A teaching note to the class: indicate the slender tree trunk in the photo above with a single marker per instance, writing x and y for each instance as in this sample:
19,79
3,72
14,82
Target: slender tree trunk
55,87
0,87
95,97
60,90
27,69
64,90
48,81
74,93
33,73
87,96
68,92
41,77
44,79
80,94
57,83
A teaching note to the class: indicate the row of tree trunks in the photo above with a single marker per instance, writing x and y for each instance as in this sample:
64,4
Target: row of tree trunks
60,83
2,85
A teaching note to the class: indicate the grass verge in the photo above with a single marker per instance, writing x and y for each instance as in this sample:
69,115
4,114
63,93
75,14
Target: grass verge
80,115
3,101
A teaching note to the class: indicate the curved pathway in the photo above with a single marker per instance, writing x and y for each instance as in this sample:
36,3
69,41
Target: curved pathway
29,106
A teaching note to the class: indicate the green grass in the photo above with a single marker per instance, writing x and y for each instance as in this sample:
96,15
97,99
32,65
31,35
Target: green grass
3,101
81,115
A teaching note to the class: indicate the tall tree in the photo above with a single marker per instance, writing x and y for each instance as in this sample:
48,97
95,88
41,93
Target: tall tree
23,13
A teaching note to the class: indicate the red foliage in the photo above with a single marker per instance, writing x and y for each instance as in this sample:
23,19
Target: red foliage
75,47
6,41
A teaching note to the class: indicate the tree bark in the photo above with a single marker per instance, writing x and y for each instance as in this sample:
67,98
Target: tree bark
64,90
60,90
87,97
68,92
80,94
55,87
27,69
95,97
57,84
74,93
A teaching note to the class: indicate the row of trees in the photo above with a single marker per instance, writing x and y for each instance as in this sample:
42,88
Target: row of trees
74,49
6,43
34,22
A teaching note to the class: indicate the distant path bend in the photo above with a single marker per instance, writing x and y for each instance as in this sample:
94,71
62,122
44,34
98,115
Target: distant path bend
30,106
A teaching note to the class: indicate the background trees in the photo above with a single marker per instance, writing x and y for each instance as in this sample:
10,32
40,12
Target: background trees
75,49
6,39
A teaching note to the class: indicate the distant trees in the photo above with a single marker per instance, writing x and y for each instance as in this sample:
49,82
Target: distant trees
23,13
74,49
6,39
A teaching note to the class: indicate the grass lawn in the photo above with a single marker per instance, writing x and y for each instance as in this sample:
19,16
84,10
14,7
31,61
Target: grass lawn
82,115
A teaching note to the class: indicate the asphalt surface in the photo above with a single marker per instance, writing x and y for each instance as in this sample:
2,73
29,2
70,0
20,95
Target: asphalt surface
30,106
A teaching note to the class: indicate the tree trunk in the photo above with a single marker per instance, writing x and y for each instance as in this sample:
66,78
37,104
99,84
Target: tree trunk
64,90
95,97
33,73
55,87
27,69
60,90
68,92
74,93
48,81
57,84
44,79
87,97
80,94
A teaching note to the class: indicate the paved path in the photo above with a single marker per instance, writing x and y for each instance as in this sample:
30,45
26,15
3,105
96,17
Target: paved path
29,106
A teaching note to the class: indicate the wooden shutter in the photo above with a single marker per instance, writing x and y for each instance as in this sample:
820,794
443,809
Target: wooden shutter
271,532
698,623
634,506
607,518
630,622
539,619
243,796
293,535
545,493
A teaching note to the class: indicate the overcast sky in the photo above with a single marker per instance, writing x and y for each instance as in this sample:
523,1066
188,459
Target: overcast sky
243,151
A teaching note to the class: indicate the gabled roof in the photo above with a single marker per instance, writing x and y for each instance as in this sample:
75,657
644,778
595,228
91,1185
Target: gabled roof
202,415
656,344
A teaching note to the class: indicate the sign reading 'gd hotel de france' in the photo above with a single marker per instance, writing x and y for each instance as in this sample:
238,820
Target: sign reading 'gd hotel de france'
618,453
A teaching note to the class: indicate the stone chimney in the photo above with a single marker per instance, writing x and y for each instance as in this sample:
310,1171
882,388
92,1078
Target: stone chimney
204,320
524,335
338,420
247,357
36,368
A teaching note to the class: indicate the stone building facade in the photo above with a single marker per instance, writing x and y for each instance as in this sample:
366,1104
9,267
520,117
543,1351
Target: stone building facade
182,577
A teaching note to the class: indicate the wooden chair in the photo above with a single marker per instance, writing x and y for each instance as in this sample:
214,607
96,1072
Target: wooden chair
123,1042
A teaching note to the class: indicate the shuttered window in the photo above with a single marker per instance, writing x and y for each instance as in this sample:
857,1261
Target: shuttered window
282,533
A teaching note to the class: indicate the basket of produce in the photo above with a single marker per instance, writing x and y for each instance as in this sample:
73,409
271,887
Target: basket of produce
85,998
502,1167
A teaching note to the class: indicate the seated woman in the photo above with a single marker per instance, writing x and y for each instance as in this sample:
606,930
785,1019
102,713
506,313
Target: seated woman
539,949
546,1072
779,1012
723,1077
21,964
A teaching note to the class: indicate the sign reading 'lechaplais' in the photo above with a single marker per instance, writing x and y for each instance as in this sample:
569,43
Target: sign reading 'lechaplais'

#### Task
Could you retype all of the items above word for word, keeping every line and number unchanged?

#### Answer to the exercise
A teaching note to the class: indicate the slender tree trunk in the photo above with a single marker per instance, writing x and y for each instance as in this sample:
19,79
3,72
14,82
Target: slender tree trunk
55,87
0,87
95,97
60,90
27,69
64,90
48,81
74,93
33,73
87,96
68,92
41,77
44,79
80,94
57,83
A teaching note to the class: indicate the row of tree trunks in the photo above with a single marker per instance, writing x and y for each instance as in this sample:
64,4
Target: row of tree trunks
60,83
2,85
A teaching note to the class: indicate the grass verge in the photo above with a single marker per instance, writing x and y for each instance as in this sample:
69,115
4,114
63,93
75,14
Target: grass verge
80,115
3,101
A teaching note to the class: indicate the curved pathway in the photo above with a single marker per instance, writing x and y for each instance as in this sample:
36,3
69,41
Target: curved pathway
29,106
A teaching note to the class: indicate the green grass in the photo above with a single marker per instance, writing x and y for each instance as in this sample:
96,15
97,99
32,65
31,35
Target: green grass
3,101
81,115
A teaching note to the class: indicate the tall tree in the photo above with a single marker per instance, writing x and y for each instance as in this sample:
48,97
95,88
41,93
Target: tall tree
23,13
A teaching note to the class: indicate the red foliage in the photo above with a single marker per instance, writing x and y for each instance as in this sample:
23,19
Target: red foliage
75,47
6,41
A teaching note to the class: indicate the tree bark in the photo above with a single marker per instance, writing x and y for each instance as in this sample:
67,98
Target: tree bark
64,90
60,90
87,97
68,92
80,94
55,87
27,69
95,97
57,84
74,93
A teaching note to the class: indicate the row of trees in the photo above with a single marker per instance, writing x and y for each instance as in this sample:
42,88
Target: row of trees
74,49
6,43
34,22
A teaching note to the class: indicate the distant path bend in the photo above with a single marker per instance, writing x and y for each instance as in this sample:
94,71
62,122
44,34
98,115
Target: distant path bend
30,106
A teaching note to the class: indicate the background trees in the photo above with a single marker per instance, writing x and y for each instance as in this sample:
10,32
40,12
Target: background trees
75,49
6,39
A teaching note to the class: indicate the distant trees in the photo above with a single marker per instance, writing x and y for each instance as in this sample:
49,82
Target: distant trees
23,13
74,49
6,39
A teaching note to the class: indicate the grass lawn in the photo above with a single marker per instance, writing x and y for each instance as in this sample:
19,16
84,10
14,7
31,61
Target: grass lawn
82,115
A teaching note to the class: indicate the asphalt surface in the photo above with a single marker per instance, writing x and y for each instance as in this sample:
2,73
29,2
70,0
20,95
Target: asphalt surface
30,106
A teaching note to the class: indicate the tree trunk in the photo above with a single marker per instance, writing x and y for each instance as in this sample:
66,78
37,104
99,84
Target: tree trunk
64,90
95,97
33,73
55,87
27,69
60,90
68,92
74,93
48,81
57,84
44,79
87,97
80,94
A teaching note to the class: indicate the paved path in the photo above with a single marker per instance, writing x and y for each instance as in this sample:
30,45
26,15
3,105
96,17
Target: paved path
29,106
A teaching note to the class: indicate the wooden shutter in the photo above with a single marker per instance, writing x and y for each instance as in this sample:
820,794
443,809
Target: wooden shutter
271,532
698,623
634,506
607,518
630,622
539,619
243,796
293,535
545,493
A teaching note to the class: indicate the overcast sky in the photo above with a single marker per instance, writing x and y for each instance as in this sample:
523,1066
188,459
Target: overcast sky
243,151
A teaching note to the class: indicate the gabled roof in the photo above with a single marker per instance, writing x and y for each instance as in this sample:
75,657
644,778
595,228
91,1185
Target: gabled roof
202,415
656,344
A teaching note to the class: indicate the sign reading 'gd hotel de france' in the photo above with a single marker per instance, writing x and y for each instance as in this sample:
238,820
Target: sign reading 'gd hotel de france'
618,453
A teaching note to the class: indicate the stone chimney in the photo above with a single marker per instance, writing x and y for each instance as in this sample:
310,1171
882,388
92,1078
Target: stone chimney
204,320
524,335
338,420
247,357
36,368
A teaching note to the class: indicate the stone building facade in the photo above with a single marker per instance, writing x and y for each instance as in this sample:
366,1104
9,267
520,117
543,1351
Target: stone building facade
182,577
A teaching note to the class: indicate the wooden chair in the photo above with a single marker per instance, writing x and y for each instance as in this sample:
214,607
96,1072
Target: wooden chair
123,1042
A teaching note to the class: indicate the shuttered window in the photo above with a single marker per instance, writing x and y for each instance as in this sample:
857,1261
Target: shuttered window
282,533
A teaching note to the class: indicate the basket of produce in the photo above with a single marker per instance, writing x and y for each instance as in this sample:
73,409
271,887
Target: basket of produce
85,998
502,1167
A teaching note to the class: indicate the seated woman in the photo above with a single marker per instance, writing x and y for each instance as in this sample:
606,930
785,1019
102,713
506,313
Target: seated woman
539,949
546,1072
779,1012
723,1077
21,964
A teaching note to the class: indicate the sign reading 'lechaplais' in the photo above with a single marker per instance, writing x and y for each instance as in this sample:
569,43
Target: sign reading 'lechaplais'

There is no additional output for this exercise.